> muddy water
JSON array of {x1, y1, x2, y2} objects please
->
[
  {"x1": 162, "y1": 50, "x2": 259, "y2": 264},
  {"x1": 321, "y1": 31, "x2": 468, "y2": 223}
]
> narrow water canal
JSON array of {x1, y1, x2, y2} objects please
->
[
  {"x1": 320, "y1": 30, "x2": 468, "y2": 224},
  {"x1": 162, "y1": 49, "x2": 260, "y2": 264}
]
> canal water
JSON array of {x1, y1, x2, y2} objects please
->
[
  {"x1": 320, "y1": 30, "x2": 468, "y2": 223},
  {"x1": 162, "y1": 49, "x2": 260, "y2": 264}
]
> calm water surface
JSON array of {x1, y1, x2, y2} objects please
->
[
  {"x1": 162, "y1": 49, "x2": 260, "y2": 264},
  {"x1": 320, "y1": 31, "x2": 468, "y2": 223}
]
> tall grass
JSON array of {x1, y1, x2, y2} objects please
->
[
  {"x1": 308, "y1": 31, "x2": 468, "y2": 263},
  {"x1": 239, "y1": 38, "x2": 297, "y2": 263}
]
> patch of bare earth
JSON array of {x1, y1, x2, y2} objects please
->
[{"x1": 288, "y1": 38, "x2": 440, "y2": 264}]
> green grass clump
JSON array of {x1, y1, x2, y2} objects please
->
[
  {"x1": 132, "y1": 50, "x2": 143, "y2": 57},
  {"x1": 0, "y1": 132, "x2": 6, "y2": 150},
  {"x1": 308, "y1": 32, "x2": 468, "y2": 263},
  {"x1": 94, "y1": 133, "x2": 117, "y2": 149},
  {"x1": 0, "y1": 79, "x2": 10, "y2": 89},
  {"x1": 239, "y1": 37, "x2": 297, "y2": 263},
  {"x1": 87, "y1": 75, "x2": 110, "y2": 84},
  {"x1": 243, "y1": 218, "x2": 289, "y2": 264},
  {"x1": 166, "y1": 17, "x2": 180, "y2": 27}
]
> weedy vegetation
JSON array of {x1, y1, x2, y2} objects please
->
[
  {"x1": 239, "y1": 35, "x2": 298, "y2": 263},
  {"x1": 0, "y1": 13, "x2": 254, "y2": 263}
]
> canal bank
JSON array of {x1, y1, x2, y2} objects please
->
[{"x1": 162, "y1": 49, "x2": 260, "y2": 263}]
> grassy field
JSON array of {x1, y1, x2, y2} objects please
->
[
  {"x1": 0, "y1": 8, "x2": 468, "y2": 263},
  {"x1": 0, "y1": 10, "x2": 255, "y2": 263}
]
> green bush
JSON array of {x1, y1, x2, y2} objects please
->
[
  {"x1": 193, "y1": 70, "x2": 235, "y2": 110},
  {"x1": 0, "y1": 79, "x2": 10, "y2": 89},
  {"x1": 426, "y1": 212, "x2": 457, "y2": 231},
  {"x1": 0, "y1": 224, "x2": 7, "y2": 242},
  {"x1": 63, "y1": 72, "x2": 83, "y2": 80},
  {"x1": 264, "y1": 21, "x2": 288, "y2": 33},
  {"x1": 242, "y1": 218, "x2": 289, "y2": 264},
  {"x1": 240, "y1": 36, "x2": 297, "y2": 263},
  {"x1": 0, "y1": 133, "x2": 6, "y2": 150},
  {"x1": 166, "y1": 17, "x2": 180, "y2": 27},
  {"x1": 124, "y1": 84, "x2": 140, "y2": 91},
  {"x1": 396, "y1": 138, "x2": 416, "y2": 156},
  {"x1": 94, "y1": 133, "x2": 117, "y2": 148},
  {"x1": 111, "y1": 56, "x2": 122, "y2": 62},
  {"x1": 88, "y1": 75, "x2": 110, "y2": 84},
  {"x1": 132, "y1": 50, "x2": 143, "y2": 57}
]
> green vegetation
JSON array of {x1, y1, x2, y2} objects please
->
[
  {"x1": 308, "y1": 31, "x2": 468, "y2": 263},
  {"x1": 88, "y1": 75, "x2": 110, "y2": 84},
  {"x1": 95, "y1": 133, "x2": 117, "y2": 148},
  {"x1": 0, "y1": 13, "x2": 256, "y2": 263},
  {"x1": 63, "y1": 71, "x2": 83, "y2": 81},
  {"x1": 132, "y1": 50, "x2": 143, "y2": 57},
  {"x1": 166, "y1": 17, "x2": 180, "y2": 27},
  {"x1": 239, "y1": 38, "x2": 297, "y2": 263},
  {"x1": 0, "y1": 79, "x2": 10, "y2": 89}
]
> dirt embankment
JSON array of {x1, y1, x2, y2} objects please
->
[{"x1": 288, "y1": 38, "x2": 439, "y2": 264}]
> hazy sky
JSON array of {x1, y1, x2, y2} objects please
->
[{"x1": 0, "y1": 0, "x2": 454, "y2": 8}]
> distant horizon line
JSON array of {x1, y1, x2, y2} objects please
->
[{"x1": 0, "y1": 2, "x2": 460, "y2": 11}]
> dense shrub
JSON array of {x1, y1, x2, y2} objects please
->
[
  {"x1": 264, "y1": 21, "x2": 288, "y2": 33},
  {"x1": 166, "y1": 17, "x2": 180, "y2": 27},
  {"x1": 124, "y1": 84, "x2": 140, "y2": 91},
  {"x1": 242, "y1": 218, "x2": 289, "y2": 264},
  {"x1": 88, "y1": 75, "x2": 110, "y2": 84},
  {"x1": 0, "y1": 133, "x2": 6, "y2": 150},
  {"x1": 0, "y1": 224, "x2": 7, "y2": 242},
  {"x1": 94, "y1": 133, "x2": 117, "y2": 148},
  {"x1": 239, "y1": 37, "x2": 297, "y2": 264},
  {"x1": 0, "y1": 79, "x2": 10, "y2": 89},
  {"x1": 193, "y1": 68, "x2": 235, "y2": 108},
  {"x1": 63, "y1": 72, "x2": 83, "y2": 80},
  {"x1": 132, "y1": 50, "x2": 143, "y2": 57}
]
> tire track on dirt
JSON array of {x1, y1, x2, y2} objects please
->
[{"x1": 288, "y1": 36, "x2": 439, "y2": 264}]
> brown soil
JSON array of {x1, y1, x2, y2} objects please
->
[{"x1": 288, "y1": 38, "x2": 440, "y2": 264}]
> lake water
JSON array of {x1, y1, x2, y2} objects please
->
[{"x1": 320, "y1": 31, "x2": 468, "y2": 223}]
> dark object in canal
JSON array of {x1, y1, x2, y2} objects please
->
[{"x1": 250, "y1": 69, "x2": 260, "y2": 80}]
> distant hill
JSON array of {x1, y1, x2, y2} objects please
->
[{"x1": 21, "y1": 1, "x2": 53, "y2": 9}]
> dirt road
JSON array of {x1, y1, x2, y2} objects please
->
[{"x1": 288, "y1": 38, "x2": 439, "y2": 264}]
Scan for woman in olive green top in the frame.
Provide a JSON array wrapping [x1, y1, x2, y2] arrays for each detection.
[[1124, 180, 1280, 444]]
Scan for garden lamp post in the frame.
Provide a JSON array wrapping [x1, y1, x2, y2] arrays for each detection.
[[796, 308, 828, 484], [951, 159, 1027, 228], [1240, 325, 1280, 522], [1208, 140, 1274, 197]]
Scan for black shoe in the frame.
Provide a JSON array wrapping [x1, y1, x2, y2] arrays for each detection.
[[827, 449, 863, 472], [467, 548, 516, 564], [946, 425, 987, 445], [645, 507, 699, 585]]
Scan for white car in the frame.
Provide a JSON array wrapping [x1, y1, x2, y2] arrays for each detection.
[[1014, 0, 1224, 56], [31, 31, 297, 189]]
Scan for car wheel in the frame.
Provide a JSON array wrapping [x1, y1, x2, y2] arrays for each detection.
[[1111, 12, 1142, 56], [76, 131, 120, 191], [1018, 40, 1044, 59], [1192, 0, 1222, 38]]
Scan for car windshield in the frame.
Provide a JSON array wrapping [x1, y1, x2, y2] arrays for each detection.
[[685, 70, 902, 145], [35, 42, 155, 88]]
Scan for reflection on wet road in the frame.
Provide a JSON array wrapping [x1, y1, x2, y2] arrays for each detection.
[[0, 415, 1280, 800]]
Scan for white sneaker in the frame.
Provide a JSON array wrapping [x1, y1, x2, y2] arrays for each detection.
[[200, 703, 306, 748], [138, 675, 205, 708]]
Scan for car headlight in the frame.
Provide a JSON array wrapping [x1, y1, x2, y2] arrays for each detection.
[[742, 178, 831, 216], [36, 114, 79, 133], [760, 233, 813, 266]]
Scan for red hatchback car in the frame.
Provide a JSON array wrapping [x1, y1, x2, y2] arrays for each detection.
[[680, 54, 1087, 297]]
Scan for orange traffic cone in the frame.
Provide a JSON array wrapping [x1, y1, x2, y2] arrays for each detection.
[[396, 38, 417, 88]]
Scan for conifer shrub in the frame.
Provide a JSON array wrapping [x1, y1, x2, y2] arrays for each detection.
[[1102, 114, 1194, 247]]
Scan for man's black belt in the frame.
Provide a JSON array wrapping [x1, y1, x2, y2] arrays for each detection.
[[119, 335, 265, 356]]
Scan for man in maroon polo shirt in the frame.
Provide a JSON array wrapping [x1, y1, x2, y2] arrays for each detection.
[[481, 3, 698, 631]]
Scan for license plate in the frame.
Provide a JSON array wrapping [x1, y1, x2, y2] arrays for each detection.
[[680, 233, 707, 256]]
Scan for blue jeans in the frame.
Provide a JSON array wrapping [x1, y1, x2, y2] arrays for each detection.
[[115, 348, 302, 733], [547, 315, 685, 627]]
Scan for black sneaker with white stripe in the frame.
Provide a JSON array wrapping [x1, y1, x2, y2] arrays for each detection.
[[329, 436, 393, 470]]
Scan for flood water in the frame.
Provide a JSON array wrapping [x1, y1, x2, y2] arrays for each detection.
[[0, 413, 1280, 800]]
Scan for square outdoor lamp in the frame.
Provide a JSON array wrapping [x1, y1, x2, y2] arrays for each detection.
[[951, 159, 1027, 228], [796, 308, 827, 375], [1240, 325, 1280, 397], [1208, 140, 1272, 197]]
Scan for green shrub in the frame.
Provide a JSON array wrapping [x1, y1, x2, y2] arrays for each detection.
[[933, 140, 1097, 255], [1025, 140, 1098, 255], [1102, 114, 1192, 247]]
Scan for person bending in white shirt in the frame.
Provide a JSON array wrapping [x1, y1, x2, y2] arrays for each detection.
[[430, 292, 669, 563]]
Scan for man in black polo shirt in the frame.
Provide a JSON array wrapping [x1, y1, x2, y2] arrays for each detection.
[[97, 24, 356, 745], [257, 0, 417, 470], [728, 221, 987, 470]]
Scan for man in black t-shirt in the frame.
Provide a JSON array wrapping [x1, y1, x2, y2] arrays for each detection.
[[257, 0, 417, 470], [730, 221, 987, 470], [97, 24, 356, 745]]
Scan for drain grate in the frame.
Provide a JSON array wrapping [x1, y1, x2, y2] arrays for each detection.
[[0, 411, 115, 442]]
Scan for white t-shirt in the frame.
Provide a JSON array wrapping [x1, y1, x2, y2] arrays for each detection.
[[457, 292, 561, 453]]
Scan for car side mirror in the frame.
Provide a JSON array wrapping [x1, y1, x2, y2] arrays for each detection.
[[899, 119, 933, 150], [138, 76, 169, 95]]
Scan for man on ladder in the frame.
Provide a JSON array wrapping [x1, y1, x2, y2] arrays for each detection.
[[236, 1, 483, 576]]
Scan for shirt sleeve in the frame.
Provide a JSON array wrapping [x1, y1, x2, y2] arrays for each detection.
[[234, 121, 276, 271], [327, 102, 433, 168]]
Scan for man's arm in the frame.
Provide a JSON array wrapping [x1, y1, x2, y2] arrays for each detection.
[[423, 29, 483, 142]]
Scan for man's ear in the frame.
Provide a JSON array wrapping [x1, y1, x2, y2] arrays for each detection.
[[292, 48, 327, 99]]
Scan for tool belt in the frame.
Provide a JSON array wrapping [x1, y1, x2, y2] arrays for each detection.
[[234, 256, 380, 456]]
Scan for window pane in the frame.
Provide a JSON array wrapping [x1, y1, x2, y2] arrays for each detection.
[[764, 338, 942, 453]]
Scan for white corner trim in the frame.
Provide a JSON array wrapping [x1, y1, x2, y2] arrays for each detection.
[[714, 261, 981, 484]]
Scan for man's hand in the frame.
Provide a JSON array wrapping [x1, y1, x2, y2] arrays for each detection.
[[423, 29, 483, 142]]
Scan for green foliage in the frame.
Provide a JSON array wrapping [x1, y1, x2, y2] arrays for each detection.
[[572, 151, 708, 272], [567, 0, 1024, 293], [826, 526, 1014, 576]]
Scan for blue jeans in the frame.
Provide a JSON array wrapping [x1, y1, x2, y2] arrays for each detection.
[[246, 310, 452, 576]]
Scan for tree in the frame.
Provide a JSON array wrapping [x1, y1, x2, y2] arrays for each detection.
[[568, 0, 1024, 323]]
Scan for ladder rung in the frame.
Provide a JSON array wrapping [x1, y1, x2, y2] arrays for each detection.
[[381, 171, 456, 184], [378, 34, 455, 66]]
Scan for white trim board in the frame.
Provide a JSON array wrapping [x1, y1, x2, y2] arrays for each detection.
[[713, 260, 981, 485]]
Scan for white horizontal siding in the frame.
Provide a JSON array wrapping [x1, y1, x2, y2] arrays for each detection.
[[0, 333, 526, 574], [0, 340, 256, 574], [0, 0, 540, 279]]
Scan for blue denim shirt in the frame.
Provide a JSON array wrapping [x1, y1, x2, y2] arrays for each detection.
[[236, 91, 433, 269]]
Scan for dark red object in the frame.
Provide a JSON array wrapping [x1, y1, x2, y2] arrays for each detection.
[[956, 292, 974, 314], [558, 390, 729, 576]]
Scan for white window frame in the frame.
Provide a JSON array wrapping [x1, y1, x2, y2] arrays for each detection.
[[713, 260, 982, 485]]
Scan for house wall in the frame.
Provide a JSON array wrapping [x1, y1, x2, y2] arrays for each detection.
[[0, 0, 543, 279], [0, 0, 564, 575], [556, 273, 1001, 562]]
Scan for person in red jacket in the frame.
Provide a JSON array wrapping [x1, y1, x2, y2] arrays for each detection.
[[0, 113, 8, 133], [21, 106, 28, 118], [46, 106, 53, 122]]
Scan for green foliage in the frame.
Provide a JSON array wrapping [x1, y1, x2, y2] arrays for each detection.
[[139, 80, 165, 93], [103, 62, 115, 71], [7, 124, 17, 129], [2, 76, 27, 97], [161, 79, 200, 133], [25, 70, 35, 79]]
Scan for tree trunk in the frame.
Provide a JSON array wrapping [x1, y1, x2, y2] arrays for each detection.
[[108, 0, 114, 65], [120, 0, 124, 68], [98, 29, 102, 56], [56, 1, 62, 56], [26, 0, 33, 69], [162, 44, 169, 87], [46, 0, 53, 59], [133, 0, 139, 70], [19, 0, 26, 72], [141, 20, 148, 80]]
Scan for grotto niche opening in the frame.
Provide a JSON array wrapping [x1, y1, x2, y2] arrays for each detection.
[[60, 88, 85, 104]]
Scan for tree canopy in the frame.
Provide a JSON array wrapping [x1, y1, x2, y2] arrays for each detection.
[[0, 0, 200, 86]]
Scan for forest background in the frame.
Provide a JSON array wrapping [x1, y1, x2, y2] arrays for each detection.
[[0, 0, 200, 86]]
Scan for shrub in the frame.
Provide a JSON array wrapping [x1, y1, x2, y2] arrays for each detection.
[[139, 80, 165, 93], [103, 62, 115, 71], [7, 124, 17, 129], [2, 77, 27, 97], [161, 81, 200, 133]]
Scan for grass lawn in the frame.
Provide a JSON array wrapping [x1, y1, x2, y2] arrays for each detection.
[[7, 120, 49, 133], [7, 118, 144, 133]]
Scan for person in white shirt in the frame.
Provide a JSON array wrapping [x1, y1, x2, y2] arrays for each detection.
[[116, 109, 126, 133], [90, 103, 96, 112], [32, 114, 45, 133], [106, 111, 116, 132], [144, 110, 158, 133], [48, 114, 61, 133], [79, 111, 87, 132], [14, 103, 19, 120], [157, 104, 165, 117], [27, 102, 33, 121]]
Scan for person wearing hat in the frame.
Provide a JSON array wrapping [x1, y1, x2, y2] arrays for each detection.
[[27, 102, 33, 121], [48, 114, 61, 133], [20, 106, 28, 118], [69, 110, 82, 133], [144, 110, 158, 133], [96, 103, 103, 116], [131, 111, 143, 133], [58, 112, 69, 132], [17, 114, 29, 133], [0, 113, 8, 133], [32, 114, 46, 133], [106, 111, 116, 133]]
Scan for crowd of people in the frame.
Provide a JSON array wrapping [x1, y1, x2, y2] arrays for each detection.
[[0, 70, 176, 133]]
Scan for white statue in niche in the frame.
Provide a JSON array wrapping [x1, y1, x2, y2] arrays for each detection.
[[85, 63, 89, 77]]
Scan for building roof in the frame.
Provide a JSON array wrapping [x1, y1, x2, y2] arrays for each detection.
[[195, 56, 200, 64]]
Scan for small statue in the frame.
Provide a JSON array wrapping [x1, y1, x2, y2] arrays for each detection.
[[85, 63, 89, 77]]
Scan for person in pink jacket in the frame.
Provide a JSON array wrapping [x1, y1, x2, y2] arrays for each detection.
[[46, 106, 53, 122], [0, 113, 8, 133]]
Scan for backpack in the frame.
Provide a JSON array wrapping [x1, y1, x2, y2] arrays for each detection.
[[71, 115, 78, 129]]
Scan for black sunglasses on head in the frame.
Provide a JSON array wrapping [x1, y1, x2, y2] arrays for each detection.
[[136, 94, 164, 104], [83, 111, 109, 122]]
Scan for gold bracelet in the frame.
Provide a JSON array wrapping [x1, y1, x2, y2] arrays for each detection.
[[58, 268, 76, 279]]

GIVEN INSTRUCTION
Rewrite the lines of the material above from the one containing "Scan for black sunglasses" through the end, changing "frame" to "image" and leaving everything else as it is.

FINAL ANSWER
Scan for black sunglasses on head in the image.
Provide a JSON array wrapping [x1, y1, x2, y2] arrays for each detection.
[[136, 94, 164, 104], [83, 111, 109, 122]]
Scan for gold bracelet in the image.
Provide a JSON array wrapping [x1, y1, x2, y2] arrays for each detection.
[[58, 268, 76, 279]]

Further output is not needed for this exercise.